══ PASSAGE TO READ ══

Optimize full text search with BM25

Tiger Cloud: Performance, Scale, Enterprise

Self-hosted products

MST

Postgres full-text search at scale consistently hits a wall where performance degrades catastrophically. Tiger Data's pg_textsearch brings modern BM25-based full-text search directly into Postgres, with a memtable architecture for efficient indexing and ranking. pg_textsearch integrates seamlessly with SQL and provides better search quality and performance than the Postgres built-in full-text search. With Block-Max WAND optimization, pg_textsearch delivers up to 4x faster top-k queries compared to native BM25 implementations. Parallel index builds reduce indexing times by 4x or more for large tables. Advanced compression using delta encoding and bitpacking reduces index sizes by 41% while improving query performance by 10-20% for shorter queries.

═══

▶ [TASK DESCRIPTION]: Please summarize the pg_textsearch page above in two sentences.

══ RAW DATA ══

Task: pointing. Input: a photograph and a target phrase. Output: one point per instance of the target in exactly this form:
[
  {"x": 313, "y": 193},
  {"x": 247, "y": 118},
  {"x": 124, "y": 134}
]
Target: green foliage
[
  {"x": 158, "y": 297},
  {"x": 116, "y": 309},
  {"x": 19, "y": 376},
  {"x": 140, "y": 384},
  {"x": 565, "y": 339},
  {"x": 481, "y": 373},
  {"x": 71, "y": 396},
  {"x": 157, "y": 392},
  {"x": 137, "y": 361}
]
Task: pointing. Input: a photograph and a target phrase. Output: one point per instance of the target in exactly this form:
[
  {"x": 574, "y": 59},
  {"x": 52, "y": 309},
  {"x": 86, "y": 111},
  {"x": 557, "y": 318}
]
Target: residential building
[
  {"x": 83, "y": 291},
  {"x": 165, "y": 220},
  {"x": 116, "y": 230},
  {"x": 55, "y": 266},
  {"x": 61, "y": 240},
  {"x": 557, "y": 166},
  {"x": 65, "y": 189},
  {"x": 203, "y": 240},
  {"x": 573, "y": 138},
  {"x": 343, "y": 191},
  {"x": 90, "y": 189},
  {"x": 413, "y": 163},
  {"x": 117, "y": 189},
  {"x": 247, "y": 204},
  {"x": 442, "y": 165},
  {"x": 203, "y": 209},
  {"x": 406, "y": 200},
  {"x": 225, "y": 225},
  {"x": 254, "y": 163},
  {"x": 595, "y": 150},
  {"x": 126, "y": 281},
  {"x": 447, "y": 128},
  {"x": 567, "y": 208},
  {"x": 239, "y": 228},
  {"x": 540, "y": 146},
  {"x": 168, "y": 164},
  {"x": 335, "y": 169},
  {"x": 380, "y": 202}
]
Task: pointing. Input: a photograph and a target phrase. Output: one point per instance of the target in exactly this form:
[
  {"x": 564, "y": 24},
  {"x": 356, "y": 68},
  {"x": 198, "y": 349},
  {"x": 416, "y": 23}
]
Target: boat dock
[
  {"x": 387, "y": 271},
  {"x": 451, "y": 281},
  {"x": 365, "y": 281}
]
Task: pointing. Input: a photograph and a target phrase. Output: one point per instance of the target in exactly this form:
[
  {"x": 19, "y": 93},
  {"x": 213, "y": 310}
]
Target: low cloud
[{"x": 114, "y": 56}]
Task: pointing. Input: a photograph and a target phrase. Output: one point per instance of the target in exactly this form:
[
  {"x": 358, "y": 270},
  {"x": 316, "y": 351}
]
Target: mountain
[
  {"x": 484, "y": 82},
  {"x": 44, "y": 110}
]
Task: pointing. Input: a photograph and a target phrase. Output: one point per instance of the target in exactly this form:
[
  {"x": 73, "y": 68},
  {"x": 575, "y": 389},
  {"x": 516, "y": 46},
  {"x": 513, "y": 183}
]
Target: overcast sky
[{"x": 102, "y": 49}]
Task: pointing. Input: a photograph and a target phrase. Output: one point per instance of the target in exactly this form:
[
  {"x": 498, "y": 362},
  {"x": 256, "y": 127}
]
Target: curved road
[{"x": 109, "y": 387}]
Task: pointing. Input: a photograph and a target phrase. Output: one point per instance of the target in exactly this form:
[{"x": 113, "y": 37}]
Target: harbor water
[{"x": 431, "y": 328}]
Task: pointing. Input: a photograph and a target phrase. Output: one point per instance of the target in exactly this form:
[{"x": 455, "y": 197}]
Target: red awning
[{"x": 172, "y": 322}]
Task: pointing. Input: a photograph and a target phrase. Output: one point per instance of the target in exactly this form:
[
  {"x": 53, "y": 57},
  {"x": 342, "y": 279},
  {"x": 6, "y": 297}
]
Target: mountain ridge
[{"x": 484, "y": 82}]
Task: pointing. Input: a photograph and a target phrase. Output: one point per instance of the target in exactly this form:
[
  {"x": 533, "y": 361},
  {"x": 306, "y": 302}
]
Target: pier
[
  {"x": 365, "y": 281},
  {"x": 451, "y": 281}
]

═══

▶ [RESPONSE TO THIS TASK]: Postgres full-text search degrades badly at scale, and Tiger Data's pg_textsearch brings BM25-based full-text search into Postgres with a memtable architecture, integrating with SQL and beating the built-in search in quality and performance. Block-Max WAND optimization makes top-k queries up to 4x faster than native BM25 implementations, parallel index builds cut indexing times for large tables by 4x or more, and compression with delta encoding and bitpacking shrinks indexes by 41% while speeding shorter queries by 10-20%.